▸ PROVIDED MATERIAL
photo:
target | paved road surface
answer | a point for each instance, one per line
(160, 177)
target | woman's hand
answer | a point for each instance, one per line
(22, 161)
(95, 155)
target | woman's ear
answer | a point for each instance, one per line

▸ ABOUT THIS EXERCISE
Please write out all of the records above, character for character.

▸ RESPONSE FOR THIS EXERCISE
photo:
target | paved road surface
answer | a point for each instance, one per line
(160, 177)
target | woman's hand
answer | a point for each instance, one per line
(22, 161)
(95, 155)
target | woman's ear
answer | a point for each instance, one per line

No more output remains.